> [WHAT THE TASK REQUIRES]: Write out all the material verbatim, line by line.

> [EXTRACTED DATA]:

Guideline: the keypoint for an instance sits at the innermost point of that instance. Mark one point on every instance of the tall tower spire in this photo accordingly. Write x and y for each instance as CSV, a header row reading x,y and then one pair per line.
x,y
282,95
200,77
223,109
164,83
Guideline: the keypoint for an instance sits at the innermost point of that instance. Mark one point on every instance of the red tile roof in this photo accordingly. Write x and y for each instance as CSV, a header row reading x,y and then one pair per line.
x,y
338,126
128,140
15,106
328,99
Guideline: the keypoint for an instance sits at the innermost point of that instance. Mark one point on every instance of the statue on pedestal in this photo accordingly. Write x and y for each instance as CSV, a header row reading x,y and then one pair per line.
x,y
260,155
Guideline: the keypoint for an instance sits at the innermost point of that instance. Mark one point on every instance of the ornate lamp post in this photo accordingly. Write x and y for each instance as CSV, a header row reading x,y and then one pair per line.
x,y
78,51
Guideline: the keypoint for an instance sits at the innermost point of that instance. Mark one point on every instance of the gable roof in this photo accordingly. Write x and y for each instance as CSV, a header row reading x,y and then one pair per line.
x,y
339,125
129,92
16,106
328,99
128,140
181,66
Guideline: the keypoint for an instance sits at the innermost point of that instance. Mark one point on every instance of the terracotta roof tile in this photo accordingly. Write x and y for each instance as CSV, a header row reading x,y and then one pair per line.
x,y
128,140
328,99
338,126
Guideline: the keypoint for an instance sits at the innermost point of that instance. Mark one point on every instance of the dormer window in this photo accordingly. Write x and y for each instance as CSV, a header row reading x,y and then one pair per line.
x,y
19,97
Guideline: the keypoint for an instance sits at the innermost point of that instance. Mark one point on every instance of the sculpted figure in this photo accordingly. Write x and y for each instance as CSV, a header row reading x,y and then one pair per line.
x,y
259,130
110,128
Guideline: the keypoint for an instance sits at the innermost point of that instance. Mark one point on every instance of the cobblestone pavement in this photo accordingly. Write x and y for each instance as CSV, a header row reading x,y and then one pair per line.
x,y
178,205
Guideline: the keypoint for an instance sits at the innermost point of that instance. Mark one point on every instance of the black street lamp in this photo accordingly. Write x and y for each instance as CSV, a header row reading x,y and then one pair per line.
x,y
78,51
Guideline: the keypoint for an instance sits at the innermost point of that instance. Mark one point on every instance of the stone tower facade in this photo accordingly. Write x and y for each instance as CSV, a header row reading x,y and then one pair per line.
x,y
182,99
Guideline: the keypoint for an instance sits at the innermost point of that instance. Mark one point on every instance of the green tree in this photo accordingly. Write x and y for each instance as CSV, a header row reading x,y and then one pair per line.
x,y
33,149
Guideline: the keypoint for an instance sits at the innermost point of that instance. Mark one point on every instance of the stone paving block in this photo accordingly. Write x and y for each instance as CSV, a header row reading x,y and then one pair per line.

> [ANSWER SPACE]:
Guideline: the keypoint for an instance sits at the innermost point of that instance. Mark one point on every instance of the tall tower spire in this photo accordingly. Write x and y for each instance as CSV, a header row reading x,y and then one pair per line.
x,y
282,95
200,77
223,109
164,83
Guideline: the keypoint for an instance sits at the innermost point of that instance. Mark one point on every instance of the red tile roof in this photo accordingly. Write x and y for each instance as CSV, a header row reading x,y and then one pair per line.
x,y
338,126
128,140
15,106
328,99
Guideline: the keypoint for an instance sits at the innermost point of that instance. Mark one point on every instance of the statue on pedestal in this photo accordingly. Write x and y for each instance as CSV, a header row reading x,y and then one pair per line.
x,y
260,155
Guideline: the keypoint for an instance sits at the innermost point of that instance. Mark one point on every instance of the ornate lamp post in this photo accordingly. Write x and y for each instance as CSV, a header row reading x,y and then one pair per line.
x,y
78,51
Guideline: the keypoint for an instance sits at the innermost point of that instance. Mark one point on every instance of the gable roof in this photo accordingly. Write x and y for each instance as CSV, a header row reading x,y and then one pair per line.
x,y
339,125
129,92
16,106
328,99
128,140
181,66
Guideline: the keypoint for an instance sits at the innermost point of that instance. Mark one point on every instance of the terracotta roof tile in this photo accordingly. Write x and y for each instance as CSV, a header row reading x,y and then one pair per line.
x,y
128,140
328,99
338,126
Guideline: the keypoint for an instance sits at the innermost point of that instance. Mark one point on every instance of the dormer window in this photo accordingly. Write x and y for each instance as CSV, a header row reading x,y and then one pair per line.
x,y
19,97
Guideline: the keypoint for an instance sits at the innermost point of that instance. Mark one point on every instance of the sculpted figure in this photo accordingly. Write x and y for each instance as CSV, a header row reading x,y and then one pair per line.
x,y
259,130
110,128
Guideline: the keypoint for an instance sits at the innermost point of that instance. Mark one point on every instance of the cobblestone pavement in this photo accordingly. Write x and y for each instance as CSV, a header row reading x,y and then one pair per line.
x,y
178,205
Guideline: the keypoint for an instance sits at the innermost point of that instance. Mark one point on every instance of the black street lamp in this photo accordingly. Write x and y for each instance as CSV, a header row reading x,y and then one pair per line.
x,y
78,51
Guideline: the keypoint for an instance sits at the innermost point of that instance. Mark one point on every instance of the stone tower facade in this photo accordingly. Write x and y for each instance as CSV, a header row reading x,y and then one pair per line.
x,y
182,99
Guideline: the keypoint for an instance sits at the innermost point of that instance. Mark one point on every instance of the green tree in this photo accordingly. Write x and y for each instance as CSV, a header row reading x,y and then one pair per line.
x,y
33,149
Guideline: the keypoint for an instance sits at the innermost point of that instance. Mark one point on every instance of the stone paving block in this photo accordingly. Write x and y for each instance as CSV, a header row reading x,y and then one pair per line.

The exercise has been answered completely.